Transcribe exactly the lines that fall between the one holding "Query: red object in background" and the one holding "Need: a point for each instance of the moss-covered", inclusive, from the entries below.

***

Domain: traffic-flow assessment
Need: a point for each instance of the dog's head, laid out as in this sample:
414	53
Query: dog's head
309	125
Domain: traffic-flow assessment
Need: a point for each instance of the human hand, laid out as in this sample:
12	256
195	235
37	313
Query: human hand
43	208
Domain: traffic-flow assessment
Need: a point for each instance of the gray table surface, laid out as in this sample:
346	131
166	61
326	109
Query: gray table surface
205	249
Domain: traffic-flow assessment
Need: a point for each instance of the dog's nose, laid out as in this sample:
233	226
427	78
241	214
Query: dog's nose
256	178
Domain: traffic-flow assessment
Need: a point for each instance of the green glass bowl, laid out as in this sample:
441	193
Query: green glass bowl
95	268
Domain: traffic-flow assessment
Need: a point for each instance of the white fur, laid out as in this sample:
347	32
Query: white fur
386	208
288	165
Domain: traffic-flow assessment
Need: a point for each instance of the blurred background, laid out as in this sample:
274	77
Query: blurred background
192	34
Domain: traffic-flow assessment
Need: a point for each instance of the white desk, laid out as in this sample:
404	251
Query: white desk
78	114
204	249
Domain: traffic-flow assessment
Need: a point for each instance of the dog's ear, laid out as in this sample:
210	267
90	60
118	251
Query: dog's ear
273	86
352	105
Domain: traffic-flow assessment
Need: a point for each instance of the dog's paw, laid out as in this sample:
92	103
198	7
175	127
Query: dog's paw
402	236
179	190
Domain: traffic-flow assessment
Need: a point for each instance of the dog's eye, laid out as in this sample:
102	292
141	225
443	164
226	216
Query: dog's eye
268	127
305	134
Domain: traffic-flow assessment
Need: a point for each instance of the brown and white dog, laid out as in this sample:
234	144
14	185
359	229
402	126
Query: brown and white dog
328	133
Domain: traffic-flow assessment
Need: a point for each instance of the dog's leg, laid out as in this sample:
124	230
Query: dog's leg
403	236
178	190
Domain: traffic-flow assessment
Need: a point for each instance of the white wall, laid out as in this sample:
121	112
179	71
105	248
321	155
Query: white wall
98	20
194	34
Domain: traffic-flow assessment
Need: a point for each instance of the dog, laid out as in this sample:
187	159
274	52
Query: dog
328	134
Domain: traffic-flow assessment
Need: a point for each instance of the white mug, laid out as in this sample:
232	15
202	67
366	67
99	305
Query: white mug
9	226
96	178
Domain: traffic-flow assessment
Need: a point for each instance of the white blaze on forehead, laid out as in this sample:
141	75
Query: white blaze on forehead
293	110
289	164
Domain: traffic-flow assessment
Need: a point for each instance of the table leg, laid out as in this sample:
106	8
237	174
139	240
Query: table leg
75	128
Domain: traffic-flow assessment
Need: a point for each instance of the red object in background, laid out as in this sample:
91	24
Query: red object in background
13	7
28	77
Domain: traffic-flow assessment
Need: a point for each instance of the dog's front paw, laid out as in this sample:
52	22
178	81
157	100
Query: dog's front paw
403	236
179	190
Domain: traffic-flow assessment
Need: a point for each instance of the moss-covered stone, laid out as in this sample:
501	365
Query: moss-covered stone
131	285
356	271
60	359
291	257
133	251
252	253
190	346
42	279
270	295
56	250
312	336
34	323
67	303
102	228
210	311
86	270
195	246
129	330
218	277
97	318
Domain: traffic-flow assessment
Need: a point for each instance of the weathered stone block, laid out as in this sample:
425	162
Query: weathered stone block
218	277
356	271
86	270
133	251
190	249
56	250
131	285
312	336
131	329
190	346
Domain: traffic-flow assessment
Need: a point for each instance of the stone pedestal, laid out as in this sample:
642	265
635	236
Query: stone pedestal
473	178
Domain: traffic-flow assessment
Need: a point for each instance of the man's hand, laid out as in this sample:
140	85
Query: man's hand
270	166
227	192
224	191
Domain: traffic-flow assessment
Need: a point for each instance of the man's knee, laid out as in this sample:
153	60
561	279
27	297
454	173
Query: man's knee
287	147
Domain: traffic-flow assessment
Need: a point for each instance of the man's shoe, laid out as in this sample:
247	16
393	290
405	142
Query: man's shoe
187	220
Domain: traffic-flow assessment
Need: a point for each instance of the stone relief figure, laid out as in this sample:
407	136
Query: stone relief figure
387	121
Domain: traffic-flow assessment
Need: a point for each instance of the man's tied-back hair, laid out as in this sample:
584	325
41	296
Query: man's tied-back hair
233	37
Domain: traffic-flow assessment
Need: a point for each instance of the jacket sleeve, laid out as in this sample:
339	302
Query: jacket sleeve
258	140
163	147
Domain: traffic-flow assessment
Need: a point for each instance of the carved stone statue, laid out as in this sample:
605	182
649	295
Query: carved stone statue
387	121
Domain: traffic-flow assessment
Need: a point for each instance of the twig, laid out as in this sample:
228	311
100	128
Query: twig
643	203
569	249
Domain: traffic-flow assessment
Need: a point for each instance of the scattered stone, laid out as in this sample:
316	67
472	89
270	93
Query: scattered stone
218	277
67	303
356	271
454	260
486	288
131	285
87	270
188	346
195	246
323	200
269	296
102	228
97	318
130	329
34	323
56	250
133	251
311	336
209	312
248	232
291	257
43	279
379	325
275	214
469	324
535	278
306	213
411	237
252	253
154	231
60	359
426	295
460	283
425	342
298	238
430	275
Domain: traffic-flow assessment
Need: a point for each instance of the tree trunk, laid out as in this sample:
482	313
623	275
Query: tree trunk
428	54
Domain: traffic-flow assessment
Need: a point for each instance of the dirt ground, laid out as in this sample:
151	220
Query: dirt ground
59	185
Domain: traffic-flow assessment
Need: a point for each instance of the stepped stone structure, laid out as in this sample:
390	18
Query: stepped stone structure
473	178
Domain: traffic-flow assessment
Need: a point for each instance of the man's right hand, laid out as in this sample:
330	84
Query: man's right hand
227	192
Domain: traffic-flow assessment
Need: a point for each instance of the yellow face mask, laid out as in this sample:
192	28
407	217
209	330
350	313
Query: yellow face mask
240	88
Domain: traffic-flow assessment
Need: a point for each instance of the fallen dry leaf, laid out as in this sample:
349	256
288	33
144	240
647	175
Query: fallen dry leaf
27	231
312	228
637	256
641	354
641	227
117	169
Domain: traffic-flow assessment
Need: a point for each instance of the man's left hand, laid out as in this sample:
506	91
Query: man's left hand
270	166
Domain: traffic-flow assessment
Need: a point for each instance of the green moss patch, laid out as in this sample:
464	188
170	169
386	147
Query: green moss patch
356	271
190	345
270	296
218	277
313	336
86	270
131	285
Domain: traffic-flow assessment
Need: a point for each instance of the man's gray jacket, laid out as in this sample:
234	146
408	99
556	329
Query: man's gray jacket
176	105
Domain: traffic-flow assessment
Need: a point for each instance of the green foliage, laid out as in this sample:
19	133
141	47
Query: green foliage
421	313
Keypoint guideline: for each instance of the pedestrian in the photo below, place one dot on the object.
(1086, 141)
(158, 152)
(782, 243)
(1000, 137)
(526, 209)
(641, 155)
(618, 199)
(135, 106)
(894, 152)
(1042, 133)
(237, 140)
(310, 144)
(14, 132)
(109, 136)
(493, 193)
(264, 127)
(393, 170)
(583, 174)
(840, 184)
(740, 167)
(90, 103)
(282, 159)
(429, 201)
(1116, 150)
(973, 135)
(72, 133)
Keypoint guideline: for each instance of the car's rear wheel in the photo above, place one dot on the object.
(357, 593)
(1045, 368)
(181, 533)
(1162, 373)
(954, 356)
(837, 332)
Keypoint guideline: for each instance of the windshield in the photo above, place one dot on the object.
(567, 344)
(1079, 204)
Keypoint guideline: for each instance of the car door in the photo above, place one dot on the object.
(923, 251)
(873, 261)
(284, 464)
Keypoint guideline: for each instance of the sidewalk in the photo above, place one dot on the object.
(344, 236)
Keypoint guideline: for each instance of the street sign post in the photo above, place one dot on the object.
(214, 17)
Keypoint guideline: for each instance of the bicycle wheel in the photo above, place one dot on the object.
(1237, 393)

***

__EXERCISE ANSWER__:
Query: red object in background
13	7
28	77
Domain: traffic-flow assessment
Need: a point for each instance of the dog's front paw, laid out as in this sample:
52	22
178	81
157	100
Query: dog's front paw
403	236
179	190
Domain: traffic-flow assessment
Need: a point for each instance of the moss-covered stone, laid out as in this sample:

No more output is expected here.